• REQUIREMENT
Copy the rows from the line containing "Given the image above, identify every grass embankment" through the last row, swapping "grass embankment" for "grassy slope" and leaving everything else unchanged.

─── RECORDS FOR THIS EXERCISE ───

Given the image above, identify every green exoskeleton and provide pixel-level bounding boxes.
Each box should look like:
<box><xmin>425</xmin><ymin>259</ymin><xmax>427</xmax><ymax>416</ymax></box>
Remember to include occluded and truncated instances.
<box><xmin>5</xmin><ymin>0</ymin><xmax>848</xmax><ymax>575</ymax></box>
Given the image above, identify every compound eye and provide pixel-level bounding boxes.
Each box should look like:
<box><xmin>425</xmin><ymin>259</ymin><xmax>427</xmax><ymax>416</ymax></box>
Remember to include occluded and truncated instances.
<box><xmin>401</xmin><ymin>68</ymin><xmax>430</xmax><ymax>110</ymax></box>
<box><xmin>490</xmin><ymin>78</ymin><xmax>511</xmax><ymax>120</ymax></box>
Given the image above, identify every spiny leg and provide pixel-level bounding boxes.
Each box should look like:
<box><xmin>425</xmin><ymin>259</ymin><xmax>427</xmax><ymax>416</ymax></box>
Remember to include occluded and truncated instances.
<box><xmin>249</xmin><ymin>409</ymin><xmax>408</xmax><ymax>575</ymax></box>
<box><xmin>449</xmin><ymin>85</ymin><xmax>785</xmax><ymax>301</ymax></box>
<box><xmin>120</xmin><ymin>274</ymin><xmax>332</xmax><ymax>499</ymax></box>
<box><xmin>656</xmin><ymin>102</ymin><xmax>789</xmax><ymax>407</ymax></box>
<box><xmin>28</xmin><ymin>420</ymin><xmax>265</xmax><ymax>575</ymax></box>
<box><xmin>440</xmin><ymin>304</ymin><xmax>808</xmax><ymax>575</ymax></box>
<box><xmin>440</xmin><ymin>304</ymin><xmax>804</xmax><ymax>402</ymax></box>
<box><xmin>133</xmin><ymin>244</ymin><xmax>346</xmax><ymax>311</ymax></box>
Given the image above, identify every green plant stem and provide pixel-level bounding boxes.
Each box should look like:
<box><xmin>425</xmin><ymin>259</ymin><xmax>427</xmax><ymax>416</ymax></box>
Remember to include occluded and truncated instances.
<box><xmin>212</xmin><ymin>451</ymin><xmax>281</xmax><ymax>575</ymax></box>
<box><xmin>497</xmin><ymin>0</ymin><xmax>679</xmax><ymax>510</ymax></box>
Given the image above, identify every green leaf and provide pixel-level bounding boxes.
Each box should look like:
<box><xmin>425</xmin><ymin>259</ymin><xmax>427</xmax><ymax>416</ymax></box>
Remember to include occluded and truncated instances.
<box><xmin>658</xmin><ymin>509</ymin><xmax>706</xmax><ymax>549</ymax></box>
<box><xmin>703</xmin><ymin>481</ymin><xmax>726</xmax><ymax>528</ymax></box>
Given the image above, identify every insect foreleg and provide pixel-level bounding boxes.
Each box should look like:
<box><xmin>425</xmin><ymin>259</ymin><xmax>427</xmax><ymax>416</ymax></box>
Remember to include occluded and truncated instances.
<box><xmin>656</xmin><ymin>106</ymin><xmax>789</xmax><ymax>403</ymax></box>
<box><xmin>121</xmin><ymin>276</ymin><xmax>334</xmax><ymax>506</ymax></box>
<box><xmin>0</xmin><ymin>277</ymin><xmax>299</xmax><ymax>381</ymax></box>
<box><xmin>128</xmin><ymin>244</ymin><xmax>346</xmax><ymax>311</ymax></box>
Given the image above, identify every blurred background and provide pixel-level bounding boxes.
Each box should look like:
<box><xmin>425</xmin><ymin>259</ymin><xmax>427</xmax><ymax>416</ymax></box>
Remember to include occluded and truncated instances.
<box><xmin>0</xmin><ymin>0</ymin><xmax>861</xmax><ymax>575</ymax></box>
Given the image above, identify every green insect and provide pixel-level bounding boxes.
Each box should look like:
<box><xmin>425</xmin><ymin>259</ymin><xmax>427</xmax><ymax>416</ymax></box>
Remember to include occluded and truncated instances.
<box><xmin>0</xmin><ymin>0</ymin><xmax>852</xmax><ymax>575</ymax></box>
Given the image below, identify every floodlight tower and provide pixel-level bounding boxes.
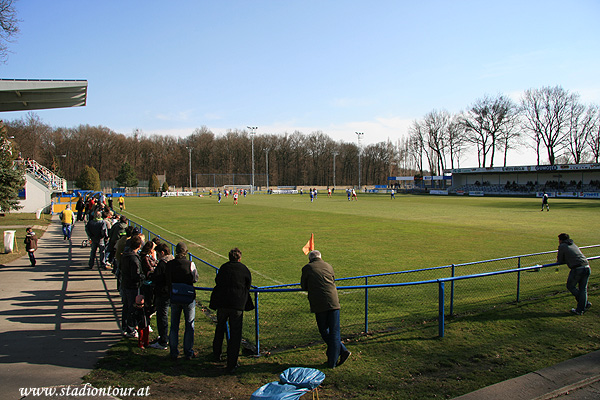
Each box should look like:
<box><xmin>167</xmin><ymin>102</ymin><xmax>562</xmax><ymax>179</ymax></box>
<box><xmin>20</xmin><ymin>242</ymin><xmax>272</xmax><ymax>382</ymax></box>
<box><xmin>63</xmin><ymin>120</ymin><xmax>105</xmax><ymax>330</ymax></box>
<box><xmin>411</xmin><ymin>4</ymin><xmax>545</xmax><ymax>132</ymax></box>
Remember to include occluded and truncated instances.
<box><xmin>354</xmin><ymin>132</ymin><xmax>364</xmax><ymax>191</ymax></box>
<box><xmin>185</xmin><ymin>146</ymin><xmax>192</xmax><ymax>191</ymax></box>
<box><xmin>333</xmin><ymin>151</ymin><xmax>340</xmax><ymax>189</ymax></box>
<box><xmin>247</xmin><ymin>126</ymin><xmax>258</xmax><ymax>194</ymax></box>
<box><xmin>265</xmin><ymin>149</ymin><xmax>269</xmax><ymax>192</ymax></box>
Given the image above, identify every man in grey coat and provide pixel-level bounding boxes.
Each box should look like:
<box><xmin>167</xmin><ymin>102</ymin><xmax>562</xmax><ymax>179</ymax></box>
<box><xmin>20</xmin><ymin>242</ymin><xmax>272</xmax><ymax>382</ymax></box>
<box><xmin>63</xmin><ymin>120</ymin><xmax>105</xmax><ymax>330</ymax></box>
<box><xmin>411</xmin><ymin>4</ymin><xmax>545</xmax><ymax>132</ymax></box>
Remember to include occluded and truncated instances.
<box><xmin>85</xmin><ymin>211</ymin><xmax>108</xmax><ymax>269</ymax></box>
<box><xmin>300</xmin><ymin>250</ymin><xmax>351</xmax><ymax>368</ymax></box>
<box><xmin>556</xmin><ymin>233</ymin><xmax>592</xmax><ymax>315</ymax></box>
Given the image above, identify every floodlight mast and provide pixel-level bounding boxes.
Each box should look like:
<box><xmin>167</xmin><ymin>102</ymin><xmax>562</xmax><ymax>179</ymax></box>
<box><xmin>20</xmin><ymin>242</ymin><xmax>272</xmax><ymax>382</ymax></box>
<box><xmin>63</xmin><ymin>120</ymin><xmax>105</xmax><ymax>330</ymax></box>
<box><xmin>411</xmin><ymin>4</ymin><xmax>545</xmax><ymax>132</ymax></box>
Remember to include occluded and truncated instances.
<box><xmin>185</xmin><ymin>146</ymin><xmax>192</xmax><ymax>191</ymax></box>
<box><xmin>247</xmin><ymin>126</ymin><xmax>258</xmax><ymax>194</ymax></box>
<box><xmin>333</xmin><ymin>151</ymin><xmax>340</xmax><ymax>189</ymax></box>
<box><xmin>354</xmin><ymin>132</ymin><xmax>364</xmax><ymax>191</ymax></box>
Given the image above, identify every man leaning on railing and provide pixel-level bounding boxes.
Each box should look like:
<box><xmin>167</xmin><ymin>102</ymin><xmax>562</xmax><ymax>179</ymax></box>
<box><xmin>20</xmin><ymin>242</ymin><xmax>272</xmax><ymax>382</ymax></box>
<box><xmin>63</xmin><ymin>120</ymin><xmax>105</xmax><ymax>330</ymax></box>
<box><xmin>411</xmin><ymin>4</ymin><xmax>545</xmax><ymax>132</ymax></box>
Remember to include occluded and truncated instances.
<box><xmin>556</xmin><ymin>233</ymin><xmax>592</xmax><ymax>315</ymax></box>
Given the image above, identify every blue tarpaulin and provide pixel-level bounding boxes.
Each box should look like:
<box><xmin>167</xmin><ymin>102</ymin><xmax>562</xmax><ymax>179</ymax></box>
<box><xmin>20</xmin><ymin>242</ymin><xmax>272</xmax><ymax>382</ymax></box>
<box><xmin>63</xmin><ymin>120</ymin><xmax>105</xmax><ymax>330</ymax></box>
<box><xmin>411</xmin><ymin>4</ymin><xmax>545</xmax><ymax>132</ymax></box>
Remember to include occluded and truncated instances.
<box><xmin>250</xmin><ymin>367</ymin><xmax>325</xmax><ymax>400</ymax></box>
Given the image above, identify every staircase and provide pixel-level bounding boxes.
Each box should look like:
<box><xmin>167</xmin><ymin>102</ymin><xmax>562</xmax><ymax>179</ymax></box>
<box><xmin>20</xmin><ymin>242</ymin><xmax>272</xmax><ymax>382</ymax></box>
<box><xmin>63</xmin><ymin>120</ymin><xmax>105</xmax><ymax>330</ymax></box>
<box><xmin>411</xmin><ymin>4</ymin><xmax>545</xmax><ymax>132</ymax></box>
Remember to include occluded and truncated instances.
<box><xmin>15</xmin><ymin>160</ymin><xmax>67</xmax><ymax>192</ymax></box>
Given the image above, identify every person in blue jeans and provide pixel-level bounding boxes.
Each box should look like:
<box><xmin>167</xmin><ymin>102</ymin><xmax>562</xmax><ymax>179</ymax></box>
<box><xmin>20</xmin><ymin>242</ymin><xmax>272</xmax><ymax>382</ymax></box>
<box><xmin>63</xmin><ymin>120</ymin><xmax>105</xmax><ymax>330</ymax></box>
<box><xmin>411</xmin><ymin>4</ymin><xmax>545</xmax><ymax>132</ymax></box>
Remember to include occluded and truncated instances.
<box><xmin>166</xmin><ymin>242</ymin><xmax>198</xmax><ymax>361</ymax></box>
<box><xmin>300</xmin><ymin>250</ymin><xmax>352</xmax><ymax>368</ymax></box>
<box><xmin>209</xmin><ymin>247</ymin><xmax>254</xmax><ymax>374</ymax></box>
<box><xmin>150</xmin><ymin>243</ymin><xmax>173</xmax><ymax>350</ymax></box>
<box><xmin>556</xmin><ymin>233</ymin><xmax>592</xmax><ymax>315</ymax></box>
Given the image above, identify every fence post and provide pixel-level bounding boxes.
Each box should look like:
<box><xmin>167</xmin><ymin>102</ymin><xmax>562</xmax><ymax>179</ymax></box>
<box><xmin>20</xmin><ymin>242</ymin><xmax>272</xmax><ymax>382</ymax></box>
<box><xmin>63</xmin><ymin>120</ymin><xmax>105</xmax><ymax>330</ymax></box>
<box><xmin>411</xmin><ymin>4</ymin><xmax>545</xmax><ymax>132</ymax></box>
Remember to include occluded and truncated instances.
<box><xmin>365</xmin><ymin>276</ymin><xmax>369</xmax><ymax>333</ymax></box>
<box><xmin>517</xmin><ymin>257</ymin><xmax>521</xmax><ymax>303</ymax></box>
<box><xmin>438</xmin><ymin>281</ymin><xmax>444</xmax><ymax>337</ymax></box>
<box><xmin>450</xmin><ymin>264</ymin><xmax>456</xmax><ymax>315</ymax></box>
<box><xmin>254</xmin><ymin>292</ymin><xmax>260</xmax><ymax>356</ymax></box>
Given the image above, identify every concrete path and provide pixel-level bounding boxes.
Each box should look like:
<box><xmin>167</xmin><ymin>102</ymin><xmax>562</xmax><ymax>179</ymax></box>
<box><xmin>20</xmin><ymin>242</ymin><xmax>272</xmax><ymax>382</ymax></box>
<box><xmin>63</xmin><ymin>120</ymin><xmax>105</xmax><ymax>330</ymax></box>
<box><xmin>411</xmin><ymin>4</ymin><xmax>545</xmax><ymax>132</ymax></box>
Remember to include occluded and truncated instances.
<box><xmin>454</xmin><ymin>351</ymin><xmax>600</xmax><ymax>400</ymax></box>
<box><xmin>0</xmin><ymin>217</ymin><xmax>121</xmax><ymax>400</ymax></box>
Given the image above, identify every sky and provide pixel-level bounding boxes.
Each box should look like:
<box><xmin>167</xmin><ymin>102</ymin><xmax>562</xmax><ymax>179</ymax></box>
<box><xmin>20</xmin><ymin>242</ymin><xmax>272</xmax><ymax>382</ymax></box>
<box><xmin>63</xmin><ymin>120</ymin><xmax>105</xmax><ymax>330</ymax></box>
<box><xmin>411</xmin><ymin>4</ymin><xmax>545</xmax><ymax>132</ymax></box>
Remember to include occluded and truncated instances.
<box><xmin>0</xmin><ymin>0</ymin><xmax>600</xmax><ymax>167</ymax></box>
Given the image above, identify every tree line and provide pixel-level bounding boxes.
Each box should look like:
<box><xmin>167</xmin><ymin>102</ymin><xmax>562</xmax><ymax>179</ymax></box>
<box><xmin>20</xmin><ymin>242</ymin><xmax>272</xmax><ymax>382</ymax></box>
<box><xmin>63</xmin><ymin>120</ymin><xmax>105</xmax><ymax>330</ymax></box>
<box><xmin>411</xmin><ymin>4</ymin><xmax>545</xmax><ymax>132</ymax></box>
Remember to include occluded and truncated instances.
<box><xmin>6</xmin><ymin>86</ymin><xmax>600</xmax><ymax>187</ymax></box>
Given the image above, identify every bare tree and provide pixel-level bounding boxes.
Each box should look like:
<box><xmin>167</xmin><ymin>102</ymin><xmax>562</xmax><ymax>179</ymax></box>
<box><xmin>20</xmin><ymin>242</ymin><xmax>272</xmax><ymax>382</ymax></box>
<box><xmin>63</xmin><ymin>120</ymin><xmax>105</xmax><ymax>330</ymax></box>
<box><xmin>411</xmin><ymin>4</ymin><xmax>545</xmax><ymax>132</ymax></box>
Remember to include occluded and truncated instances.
<box><xmin>566</xmin><ymin>101</ymin><xmax>593</xmax><ymax>164</ymax></box>
<box><xmin>422</xmin><ymin>110</ymin><xmax>450</xmax><ymax>175</ymax></box>
<box><xmin>461</xmin><ymin>94</ymin><xmax>518</xmax><ymax>167</ymax></box>
<box><xmin>448</xmin><ymin>115</ymin><xmax>467</xmax><ymax>169</ymax></box>
<box><xmin>588</xmin><ymin>105</ymin><xmax>600</xmax><ymax>162</ymax></box>
<box><xmin>0</xmin><ymin>0</ymin><xmax>21</xmax><ymax>63</ymax></box>
<box><xmin>521</xmin><ymin>86</ymin><xmax>578</xmax><ymax>165</ymax></box>
<box><xmin>408</xmin><ymin>121</ymin><xmax>426</xmax><ymax>175</ymax></box>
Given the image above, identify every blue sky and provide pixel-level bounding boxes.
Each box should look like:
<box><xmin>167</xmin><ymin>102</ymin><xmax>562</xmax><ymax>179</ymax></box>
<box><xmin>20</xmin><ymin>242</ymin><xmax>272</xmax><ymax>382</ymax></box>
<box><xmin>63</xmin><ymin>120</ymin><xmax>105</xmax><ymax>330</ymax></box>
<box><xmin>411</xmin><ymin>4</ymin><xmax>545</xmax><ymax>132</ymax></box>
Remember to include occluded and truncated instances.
<box><xmin>0</xmin><ymin>0</ymin><xmax>600</xmax><ymax>166</ymax></box>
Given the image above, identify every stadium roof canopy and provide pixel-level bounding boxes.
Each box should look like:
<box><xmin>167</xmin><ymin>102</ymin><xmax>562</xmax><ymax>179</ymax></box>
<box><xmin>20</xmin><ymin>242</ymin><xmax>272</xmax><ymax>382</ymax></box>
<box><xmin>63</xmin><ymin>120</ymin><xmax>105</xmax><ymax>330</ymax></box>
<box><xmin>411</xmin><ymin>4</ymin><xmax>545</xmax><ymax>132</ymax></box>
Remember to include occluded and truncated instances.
<box><xmin>0</xmin><ymin>79</ymin><xmax>87</xmax><ymax>112</ymax></box>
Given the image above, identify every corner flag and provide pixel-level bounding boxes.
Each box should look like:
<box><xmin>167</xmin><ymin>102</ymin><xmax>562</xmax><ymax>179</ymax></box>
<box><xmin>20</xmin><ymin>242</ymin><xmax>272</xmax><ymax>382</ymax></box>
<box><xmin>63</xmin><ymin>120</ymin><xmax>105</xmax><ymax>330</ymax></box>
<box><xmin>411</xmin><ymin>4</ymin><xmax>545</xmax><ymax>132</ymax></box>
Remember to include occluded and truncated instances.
<box><xmin>302</xmin><ymin>233</ymin><xmax>315</xmax><ymax>254</ymax></box>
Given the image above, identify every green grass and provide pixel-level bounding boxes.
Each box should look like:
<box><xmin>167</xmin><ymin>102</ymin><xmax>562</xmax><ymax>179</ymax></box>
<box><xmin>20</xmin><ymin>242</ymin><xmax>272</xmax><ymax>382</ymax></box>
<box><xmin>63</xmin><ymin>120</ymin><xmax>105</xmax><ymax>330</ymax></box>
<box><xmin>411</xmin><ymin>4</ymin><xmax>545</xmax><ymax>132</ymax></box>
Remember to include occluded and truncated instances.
<box><xmin>88</xmin><ymin>195</ymin><xmax>600</xmax><ymax>399</ymax></box>
<box><xmin>0</xmin><ymin>213</ymin><xmax>51</xmax><ymax>265</ymax></box>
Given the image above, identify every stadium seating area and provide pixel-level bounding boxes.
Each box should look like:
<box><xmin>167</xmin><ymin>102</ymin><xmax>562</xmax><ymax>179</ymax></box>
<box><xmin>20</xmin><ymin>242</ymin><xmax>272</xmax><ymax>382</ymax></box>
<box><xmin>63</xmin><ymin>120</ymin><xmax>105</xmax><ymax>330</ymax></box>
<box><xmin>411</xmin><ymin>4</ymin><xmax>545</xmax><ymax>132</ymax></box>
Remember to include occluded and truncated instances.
<box><xmin>450</xmin><ymin>180</ymin><xmax>600</xmax><ymax>195</ymax></box>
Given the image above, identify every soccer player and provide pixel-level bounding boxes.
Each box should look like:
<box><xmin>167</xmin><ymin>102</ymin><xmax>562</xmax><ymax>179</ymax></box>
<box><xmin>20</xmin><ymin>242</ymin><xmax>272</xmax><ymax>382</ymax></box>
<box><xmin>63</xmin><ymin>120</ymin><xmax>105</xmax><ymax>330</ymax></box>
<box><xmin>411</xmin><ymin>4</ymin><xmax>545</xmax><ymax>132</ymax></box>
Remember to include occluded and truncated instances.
<box><xmin>540</xmin><ymin>192</ymin><xmax>550</xmax><ymax>211</ymax></box>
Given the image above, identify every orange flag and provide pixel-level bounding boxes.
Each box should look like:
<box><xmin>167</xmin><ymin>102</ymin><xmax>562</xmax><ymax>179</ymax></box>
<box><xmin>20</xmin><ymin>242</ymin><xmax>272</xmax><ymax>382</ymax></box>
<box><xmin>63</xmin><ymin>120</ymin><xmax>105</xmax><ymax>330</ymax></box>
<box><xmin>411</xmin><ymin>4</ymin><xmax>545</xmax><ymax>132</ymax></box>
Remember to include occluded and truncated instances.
<box><xmin>302</xmin><ymin>233</ymin><xmax>315</xmax><ymax>254</ymax></box>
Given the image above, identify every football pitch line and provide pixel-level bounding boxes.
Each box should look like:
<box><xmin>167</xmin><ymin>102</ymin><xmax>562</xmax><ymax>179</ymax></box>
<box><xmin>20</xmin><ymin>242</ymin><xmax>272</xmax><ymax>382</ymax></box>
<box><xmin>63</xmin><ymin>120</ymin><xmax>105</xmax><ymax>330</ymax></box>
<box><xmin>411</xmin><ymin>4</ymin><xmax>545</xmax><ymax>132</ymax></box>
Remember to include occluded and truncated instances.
<box><xmin>127</xmin><ymin>212</ymin><xmax>285</xmax><ymax>285</ymax></box>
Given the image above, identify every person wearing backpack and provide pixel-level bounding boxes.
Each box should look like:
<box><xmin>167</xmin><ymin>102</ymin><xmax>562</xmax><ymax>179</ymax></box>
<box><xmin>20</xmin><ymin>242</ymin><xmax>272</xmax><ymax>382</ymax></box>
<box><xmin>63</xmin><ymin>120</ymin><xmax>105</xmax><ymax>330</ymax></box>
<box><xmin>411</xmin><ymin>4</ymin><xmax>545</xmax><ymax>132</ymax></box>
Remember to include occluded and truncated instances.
<box><xmin>166</xmin><ymin>242</ymin><xmax>198</xmax><ymax>361</ymax></box>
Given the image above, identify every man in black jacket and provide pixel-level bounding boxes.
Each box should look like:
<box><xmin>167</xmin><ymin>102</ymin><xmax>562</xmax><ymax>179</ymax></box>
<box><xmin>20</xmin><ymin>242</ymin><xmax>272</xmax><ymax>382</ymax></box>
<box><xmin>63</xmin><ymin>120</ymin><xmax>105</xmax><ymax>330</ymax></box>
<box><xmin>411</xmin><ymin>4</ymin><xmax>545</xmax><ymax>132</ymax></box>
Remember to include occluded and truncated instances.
<box><xmin>150</xmin><ymin>243</ymin><xmax>173</xmax><ymax>350</ymax></box>
<box><xmin>85</xmin><ymin>211</ymin><xmax>108</xmax><ymax>269</ymax></box>
<box><xmin>106</xmin><ymin>215</ymin><xmax>127</xmax><ymax>264</ymax></box>
<box><xmin>166</xmin><ymin>242</ymin><xmax>198</xmax><ymax>360</ymax></box>
<box><xmin>120</xmin><ymin>236</ymin><xmax>144</xmax><ymax>337</ymax></box>
<box><xmin>210</xmin><ymin>247</ymin><xmax>254</xmax><ymax>374</ymax></box>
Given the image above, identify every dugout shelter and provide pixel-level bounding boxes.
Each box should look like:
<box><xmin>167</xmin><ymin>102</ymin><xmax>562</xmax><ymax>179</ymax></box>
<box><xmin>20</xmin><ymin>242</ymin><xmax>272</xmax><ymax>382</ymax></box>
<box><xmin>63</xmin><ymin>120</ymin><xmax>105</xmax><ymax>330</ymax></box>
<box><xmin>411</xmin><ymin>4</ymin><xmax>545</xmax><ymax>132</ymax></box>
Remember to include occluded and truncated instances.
<box><xmin>444</xmin><ymin>163</ymin><xmax>600</xmax><ymax>199</ymax></box>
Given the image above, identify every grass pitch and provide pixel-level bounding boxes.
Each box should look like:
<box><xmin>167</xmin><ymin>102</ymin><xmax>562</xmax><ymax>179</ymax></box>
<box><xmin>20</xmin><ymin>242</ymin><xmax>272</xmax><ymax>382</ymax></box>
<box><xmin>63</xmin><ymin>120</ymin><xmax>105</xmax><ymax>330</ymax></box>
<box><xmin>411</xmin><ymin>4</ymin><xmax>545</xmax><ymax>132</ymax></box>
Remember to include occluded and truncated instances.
<box><xmin>86</xmin><ymin>195</ymin><xmax>600</xmax><ymax>400</ymax></box>
<box><xmin>126</xmin><ymin>194</ymin><xmax>600</xmax><ymax>286</ymax></box>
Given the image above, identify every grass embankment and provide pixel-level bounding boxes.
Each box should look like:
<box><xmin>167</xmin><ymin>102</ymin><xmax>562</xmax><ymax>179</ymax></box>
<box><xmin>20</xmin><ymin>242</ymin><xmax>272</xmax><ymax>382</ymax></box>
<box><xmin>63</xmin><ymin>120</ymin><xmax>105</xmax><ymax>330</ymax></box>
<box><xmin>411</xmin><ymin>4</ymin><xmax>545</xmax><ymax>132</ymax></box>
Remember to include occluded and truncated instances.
<box><xmin>87</xmin><ymin>196</ymin><xmax>600</xmax><ymax>399</ymax></box>
<box><xmin>0</xmin><ymin>213</ymin><xmax>51</xmax><ymax>265</ymax></box>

───

• SOLUTION FOR THIS TASK
Given the image above, identify every grassy slope and provide pixel-level bounding boxes.
Each box should look like:
<box><xmin>167</xmin><ymin>102</ymin><xmax>562</xmax><ymax>179</ymax></box>
<box><xmin>20</xmin><ymin>242</ymin><xmax>272</xmax><ymax>382</ymax></box>
<box><xmin>63</xmin><ymin>120</ymin><xmax>105</xmax><ymax>330</ymax></box>
<box><xmin>411</xmin><ymin>4</ymin><xmax>545</xmax><ymax>132</ymax></box>
Remember to include occluded and truncated instances.
<box><xmin>87</xmin><ymin>196</ymin><xmax>600</xmax><ymax>399</ymax></box>
<box><xmin>0</xmin><ymin>213</ymin><xmax>51</xmax><ymax>265</ymax></box>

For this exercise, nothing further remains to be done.